» SELECTED EXCERPT:

####################

The NCAA divides college football into multiple competitive tiers:
- FBS (Football Bowl Subdivision): The top tier with ~130 teams, including Power 5 and Group of 5 conferences
- FCS (Football Championship Subdivision): A lower tier with ~125 teams, previously called Division I-AA
- Division II: ~170 teams with partial scholarship limits
- Division III: ~250 teams with no athletic scholarships
These divisions don't just represent different competitive levels—they represent fundamentally different financial ecosystems, recruiting approaches, and analytical challenges. An FBS team like Alabama might have an athletic department budget exceeding $200 million, while an FCS school might operate on $5-10 million. This translates to vastly different talent levels, which creates unique analytical considerations when teams from different divisions play each other.
Why this matters for analytics: When FBS teams schedule FCS opponents (commonly called "buy games" because the FBS school pays the FCS school a guarantee), the talent gap is so large that traditional efficiency metrics become less meaningful. A team dominating an FCS opponent doesn't tell you much about how they'll perform against SEC competition. Analysts must account for opponent strength when evaluating team performance—a challenge that doesn't exist in the NFL's more balanced structure.

####################

» RECORDS SUPPLIED:

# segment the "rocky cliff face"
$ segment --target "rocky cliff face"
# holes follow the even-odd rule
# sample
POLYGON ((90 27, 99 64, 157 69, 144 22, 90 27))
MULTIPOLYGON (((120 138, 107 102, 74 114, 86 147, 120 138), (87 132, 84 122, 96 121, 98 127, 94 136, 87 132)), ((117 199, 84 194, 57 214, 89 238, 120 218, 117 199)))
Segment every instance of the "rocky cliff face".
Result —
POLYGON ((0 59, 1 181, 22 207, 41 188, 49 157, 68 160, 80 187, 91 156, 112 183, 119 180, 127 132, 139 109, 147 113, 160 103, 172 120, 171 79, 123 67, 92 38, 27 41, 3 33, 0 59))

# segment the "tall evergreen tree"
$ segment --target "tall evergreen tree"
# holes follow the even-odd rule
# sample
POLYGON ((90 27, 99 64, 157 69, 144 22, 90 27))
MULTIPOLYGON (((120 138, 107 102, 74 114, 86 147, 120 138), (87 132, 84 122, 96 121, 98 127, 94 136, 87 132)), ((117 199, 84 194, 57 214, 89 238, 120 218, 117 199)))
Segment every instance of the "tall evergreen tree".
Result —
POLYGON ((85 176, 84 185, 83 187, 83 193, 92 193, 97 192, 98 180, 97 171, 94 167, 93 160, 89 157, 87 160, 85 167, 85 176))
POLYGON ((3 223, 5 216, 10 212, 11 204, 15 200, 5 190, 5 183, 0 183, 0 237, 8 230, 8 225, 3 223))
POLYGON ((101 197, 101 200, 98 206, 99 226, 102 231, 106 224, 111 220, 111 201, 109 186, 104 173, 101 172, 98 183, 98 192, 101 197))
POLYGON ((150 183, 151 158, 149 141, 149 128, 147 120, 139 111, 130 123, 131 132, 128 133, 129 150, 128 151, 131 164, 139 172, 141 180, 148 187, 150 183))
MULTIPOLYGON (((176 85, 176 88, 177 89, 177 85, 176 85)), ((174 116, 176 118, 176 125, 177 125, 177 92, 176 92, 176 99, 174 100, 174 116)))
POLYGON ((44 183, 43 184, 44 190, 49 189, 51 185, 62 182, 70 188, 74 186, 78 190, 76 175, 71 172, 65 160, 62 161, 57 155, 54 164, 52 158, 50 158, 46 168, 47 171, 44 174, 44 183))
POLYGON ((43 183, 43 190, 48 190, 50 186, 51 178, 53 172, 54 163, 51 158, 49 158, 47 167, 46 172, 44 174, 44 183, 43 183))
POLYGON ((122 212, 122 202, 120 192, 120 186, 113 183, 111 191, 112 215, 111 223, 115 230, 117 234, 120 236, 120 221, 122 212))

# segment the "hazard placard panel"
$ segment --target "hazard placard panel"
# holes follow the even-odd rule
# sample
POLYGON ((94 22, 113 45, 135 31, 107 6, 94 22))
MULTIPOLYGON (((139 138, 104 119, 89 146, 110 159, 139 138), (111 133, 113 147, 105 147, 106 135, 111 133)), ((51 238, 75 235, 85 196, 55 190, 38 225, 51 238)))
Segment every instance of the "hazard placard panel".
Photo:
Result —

####################

» WHAT IS ASKED:
[1] Duplicate the passage on NCAA football divisions word for word, starting with "The NCAA divides" and going on through "play each other.".
[2] Finish out the next part of the passage on NCAA football divisions, picking up after its final sentence.

» EXPECTED RESULTS:
[1]
The NCAA divides college football into multiple competitive tiers:
- FBS (Football Bowl Subdivision): The top tier with ~130 teams, including Power 5 and Group of 5 conferences
- FCS (Football Championship Subdivision): A lower tier with ~125 teams, previously called Division I-AA
- Division II: ~170 teams with partial scholarship limits
- Division III: ~250 teams with no athletic scholarships
These divisions don't just represent different competitive levels—they represent fundamentally different financial ecosystems, recruiting approaches, and analytical challenges. An FBS team like Alabama might have an athletic department budget exceeding $200 million, while an FCS school might operate on $5-10 million. This translates to vastly different talent levels, which creates unique analytical considerations when teams from different divisions play each other.

[2]
Division Hierarchy
Let's examine the division structure and the competitive gaps between divisions using actual data:
#| label: divisions-r
#| message: false
#| warning: false
#| cache: true
# Get teams from all divisions
all_teams <- cfbd_team_info(year = 2023)
# Analyze division distribution
division_summary <- all_teams %>%
mutate(
division_level = case_when(
classification == "fbs" ~ "FBS (Division I-A)",
classification == "fcs" ~ "FCS (Division I-AA)",
TRUE ~ "Other"
)
) %>%
count(division_level, name = "teams") %>%
arrange(desc(teams))
division_summary %>%
gt() %>%
tab_header(
title = "College Football Division Structure",
subtitle = "2023 Season"
) %>%
cols_label(
division_level = "Division",
teams = "Number of Teams"
)
# Analyze FBS vs FCS matchups
games_2023 <- cfbd_game_info(year = 2023)
# Identify cross-division games
fbs_schools <- all_teams %>%
filter(classification == "fbs") %>%
pull(school)
cross_division_games <- games_2023 %>%
filter(
(home_team %in% fbs_schools & !away_team %in% fbs_schools) |
(!home_team %in% fbs_schools & away_team %in% fbs_schools)
)
cat("\nCross-division FBS vs FCS games in 2023:", nrow(cross_division_games), "\n")
cat("Average point differential:",
mean(abs(cross_division_games$home_points - cross_division_games$away_points), na.rm = TRUE),
"points\n")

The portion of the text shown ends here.